**Records for the exercise**.
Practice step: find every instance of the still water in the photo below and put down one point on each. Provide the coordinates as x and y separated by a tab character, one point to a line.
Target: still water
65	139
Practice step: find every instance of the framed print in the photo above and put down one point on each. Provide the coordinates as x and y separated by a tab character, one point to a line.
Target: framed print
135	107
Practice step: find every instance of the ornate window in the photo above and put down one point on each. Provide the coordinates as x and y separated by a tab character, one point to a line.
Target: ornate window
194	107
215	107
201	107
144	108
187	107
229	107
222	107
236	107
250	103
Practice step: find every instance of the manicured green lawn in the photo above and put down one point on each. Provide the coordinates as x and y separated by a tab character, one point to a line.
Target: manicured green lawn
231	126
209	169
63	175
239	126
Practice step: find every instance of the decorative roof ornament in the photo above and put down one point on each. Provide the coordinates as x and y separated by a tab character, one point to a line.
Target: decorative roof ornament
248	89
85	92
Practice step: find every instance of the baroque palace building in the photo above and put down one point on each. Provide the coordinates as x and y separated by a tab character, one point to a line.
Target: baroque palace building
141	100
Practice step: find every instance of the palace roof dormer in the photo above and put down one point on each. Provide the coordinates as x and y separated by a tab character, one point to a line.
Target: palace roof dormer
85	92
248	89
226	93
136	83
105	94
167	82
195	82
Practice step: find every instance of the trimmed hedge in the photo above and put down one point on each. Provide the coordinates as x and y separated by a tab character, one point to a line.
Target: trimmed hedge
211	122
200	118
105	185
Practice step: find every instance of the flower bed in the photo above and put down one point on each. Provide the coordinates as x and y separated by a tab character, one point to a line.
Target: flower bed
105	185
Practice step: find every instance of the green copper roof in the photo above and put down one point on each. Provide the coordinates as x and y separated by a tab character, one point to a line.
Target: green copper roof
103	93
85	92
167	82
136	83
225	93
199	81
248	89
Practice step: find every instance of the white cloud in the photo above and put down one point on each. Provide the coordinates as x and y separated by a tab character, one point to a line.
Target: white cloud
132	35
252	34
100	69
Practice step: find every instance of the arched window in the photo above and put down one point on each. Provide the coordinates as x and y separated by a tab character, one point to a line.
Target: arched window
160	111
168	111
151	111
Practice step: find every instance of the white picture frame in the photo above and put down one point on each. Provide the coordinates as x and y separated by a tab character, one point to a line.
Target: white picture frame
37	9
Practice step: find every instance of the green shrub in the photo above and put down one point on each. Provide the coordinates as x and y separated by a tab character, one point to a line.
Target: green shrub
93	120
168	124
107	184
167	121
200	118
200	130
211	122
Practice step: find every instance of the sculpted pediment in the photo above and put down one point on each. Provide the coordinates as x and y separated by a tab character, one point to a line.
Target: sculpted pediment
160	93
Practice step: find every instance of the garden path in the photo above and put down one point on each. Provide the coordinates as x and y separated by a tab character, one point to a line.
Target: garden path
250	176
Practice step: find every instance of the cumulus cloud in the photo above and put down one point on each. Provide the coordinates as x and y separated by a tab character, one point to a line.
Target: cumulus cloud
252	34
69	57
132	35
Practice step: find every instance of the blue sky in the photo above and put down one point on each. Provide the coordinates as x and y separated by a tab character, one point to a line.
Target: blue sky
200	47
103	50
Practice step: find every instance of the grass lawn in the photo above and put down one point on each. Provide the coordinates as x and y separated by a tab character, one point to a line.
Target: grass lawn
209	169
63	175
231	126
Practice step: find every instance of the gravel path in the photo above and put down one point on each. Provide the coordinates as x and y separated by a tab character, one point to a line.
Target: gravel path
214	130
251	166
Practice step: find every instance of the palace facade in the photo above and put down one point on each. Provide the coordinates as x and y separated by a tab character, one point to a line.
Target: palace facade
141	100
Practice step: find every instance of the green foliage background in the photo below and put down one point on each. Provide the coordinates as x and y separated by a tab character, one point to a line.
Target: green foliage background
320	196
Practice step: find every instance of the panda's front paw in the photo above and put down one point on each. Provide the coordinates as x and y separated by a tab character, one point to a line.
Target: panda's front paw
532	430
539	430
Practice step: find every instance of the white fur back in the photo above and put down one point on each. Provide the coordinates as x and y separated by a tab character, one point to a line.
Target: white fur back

**Exercise aim**.
Of the entries above, repeat exactly the lines between the line with "Practice step: find every instance of the panda's" and the line with "Practice step: find every instance of the white fur", inclusive, and no others.

**Response to the task**.
Practice step: find every instance of the panda's front paw in the photo above and put down one point on each. Provide the coordinates as x and y separated by a tab character, one point to a line.
Target: panda's front paw
532	430
539	430
Practice step: find every instance of the white fur back in the photo above and put down one point on each. Provide the coordinates as x and y separated by a tab character, one point to a line.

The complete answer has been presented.